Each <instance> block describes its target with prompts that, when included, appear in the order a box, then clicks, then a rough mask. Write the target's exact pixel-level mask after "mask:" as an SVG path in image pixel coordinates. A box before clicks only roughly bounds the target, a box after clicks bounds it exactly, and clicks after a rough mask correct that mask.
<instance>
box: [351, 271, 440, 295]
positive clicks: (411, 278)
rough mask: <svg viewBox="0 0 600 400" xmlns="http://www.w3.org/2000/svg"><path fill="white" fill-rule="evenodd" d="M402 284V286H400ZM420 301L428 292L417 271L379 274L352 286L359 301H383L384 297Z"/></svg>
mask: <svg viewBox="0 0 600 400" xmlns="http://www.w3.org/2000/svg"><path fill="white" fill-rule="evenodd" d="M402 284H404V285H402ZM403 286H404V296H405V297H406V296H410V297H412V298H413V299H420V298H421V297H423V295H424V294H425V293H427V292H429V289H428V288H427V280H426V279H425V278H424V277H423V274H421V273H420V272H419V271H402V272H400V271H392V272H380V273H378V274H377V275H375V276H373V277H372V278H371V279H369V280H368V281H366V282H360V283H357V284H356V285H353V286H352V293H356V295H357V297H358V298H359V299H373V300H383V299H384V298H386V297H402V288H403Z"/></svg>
....................
AIM OF THE TASK
Lay out every line of the entries above as a JSON list of strings, one string per line, leaving out blank lines.

EXERCISE RESPONSE
[
  "Each <instance> block describes its target with prompts that, when included, appear in the order a box, then clicks, then a rough mask. Write the target's exact pixel-level mask after \"mask:\" as an SVG path in image pixel coordinates. A box before clicks only roughly bounds the target, a box after clicks bounds it exactly, and clicks after a rough mask correct that mask.",
  "<instance>",
  "box: [351, 271, 440, 295]",
  "positive clicks: (411, 278)",
  "rough mask: <svg viewBox=\"0 0 600 400\" xmlns=\"http://www.w3.org/2000/svg\"><path fill=\"white\" fill-rule=\"evenodd\" d=\"M402 284V286H400ZM420 301L428 292L417 271L379 274L352 286L359 301H383L384 297Z\"/></svg>",
  "mask: <svg viewBox=\"0 0 600 400\" xmlns=\"http://www.w3.org/2000/svg\"><path fill=\"white\" fill-rule=\"evenodd\" d=\"M402 284H404V285H402ZM403 286H404V296H405V297H406V296H410V297H412V298H413V299H420V298H421V297H423V295H424V294H425V293H427V292H429V289H428V288H427V280H426V279H425V278H424V277H423V274H421V273H420V272H419V271H402V272H400V271H392V272H380V273H378V274H377V275H375V276H373V277H372V278H371V279H369V280H368V281H366V282H360V283H357V284H356V285H353V286H352V293H356V295H357V297H358V298H359V299H373V300H383V299H384V298H386V297H402V288H403Z\"/></svg>"
]